**Given data:**
## begin

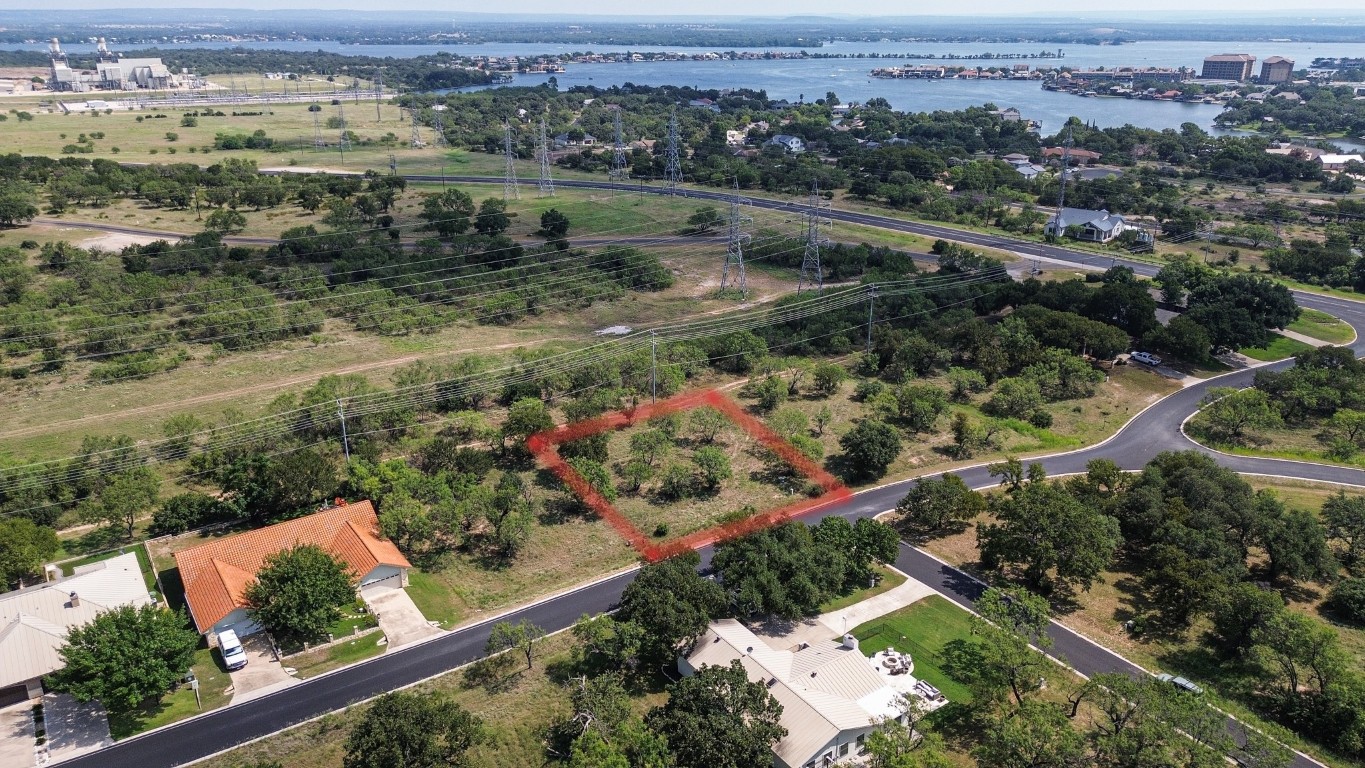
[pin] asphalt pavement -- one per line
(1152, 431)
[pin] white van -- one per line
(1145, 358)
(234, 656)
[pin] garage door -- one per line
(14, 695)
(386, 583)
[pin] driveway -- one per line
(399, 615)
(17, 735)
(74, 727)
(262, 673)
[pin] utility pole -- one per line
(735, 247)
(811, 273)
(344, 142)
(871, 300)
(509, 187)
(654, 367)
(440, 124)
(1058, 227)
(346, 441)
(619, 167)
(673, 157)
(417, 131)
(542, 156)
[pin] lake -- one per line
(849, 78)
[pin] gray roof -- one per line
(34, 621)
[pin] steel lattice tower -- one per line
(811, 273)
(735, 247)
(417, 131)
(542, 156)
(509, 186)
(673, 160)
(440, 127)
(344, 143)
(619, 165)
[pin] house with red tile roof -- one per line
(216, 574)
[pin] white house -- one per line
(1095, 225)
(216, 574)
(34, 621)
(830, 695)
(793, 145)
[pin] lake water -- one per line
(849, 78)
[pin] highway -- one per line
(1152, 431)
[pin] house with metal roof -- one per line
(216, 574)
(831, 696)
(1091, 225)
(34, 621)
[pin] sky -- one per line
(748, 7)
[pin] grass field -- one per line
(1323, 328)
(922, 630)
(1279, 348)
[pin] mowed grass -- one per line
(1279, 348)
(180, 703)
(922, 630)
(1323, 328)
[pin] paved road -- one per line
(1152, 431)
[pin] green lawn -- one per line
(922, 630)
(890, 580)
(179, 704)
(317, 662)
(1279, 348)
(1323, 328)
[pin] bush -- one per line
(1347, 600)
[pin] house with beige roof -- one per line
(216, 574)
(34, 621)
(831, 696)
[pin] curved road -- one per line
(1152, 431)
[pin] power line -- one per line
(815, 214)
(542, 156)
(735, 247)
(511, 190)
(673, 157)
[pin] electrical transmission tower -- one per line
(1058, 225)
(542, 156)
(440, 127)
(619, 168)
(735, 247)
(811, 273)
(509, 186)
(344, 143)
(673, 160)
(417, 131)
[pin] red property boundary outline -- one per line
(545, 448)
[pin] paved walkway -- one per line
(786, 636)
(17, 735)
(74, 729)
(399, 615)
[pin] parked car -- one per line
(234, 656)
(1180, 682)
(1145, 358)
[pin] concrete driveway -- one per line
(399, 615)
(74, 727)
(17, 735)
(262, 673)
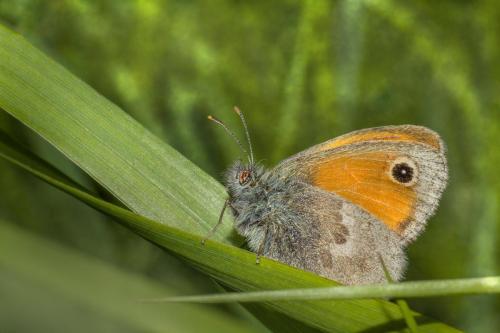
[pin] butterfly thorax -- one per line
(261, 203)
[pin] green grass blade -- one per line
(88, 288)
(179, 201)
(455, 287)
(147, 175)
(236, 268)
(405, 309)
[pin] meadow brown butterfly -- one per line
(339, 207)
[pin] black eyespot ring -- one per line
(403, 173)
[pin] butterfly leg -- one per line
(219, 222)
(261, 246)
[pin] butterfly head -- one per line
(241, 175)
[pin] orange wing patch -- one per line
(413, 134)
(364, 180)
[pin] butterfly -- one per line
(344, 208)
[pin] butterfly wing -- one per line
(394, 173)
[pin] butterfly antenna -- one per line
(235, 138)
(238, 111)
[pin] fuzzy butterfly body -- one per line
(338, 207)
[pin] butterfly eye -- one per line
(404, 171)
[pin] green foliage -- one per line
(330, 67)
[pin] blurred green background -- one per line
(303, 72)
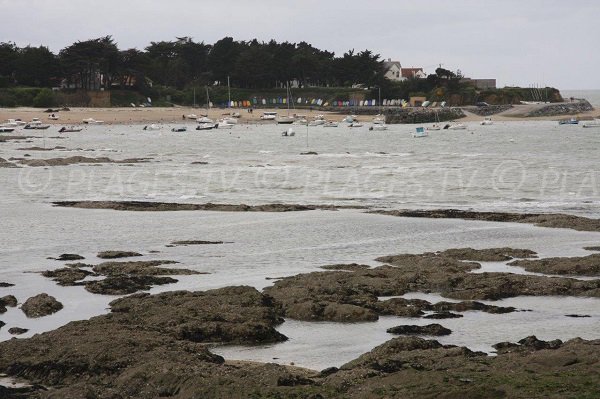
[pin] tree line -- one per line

## end

**Task goal:** Exactly as written, give again every line from the one containing "[pin] paved road -- one per line" through the last line of the material, both included, with the pictures left out.

**Solution for this task:**
[pin] paved road -- one per line
(1152, 431)
[pin] green lawn -- one per line
(922, 630)
(890, 580)
(179, 704)
(317, 662)
(1279, 348)
(1323, 328)
[pin] bush -- one per line
(1347, 600)
[pin] house with beige roof -- one per line
(216, 574)
(34, 621)
(831, 696)
[pin] curved road -- one per line
(1152, 431)
[pin] power line -- one per line
(815, 214)
(542, 156)
(735, 247)
(511, 190)
(673, 157)
[pin] electrical transmission tower -- one per line
(1058, 225)
(542, 156)
(440, 127)
(619, 168)
(735, 247)
(811, 273)
(509, 186)
(344, 143)
(673, 160)
(417, 131)
[pin] red property boundary outline -- one per line
(545, 448)
[pin] paved walkway -- one per line
(786, 636)
(17, 735)
(74, 729)
(399, 615)
[pin] parked car -- one per line
(234, 656)
(1180, 682)
(1145, 358)
[pin] concrete driveway -- one per line
(399, 615)
(74, 727)
(17, 735)
(262, 673)
[pin] butterfly thorax -- one per line
(261, 203)
[pin] green grass blade -- one per line
(88, 288)
(179, 201)
(455, 287)
(147, 175)
(236, 268)
(405, 309)
[pin] meadow brown butterfly -- one per line
(339, 207)
[pin] black eyespot ring -- one per line
(403, 173)
[pin] butterfly leg -- one per line
(219, 222)
(261, 246)
[pin] butterfly head -- one per line
(241, 175)
[pin] orange wing patch -- one per line
(413, 134)
(364, 180)
[pin] butterfly -- one per line
(344, 208)
[pin] butterfly wing -- one per line
(394, 173)
[pin] butterfly antenna -- one per line
(235, 138)
(238, 111)
[pin] fuzzy butterfly body -- one per line
(338, 207)
[pin] butterfly eye -- one per line
(404, 171)
[pin] green foliage -- one per line
(330, 67)
[pin] blurred green background -- one per line
(303, 72)
[pin] tree line -- one per line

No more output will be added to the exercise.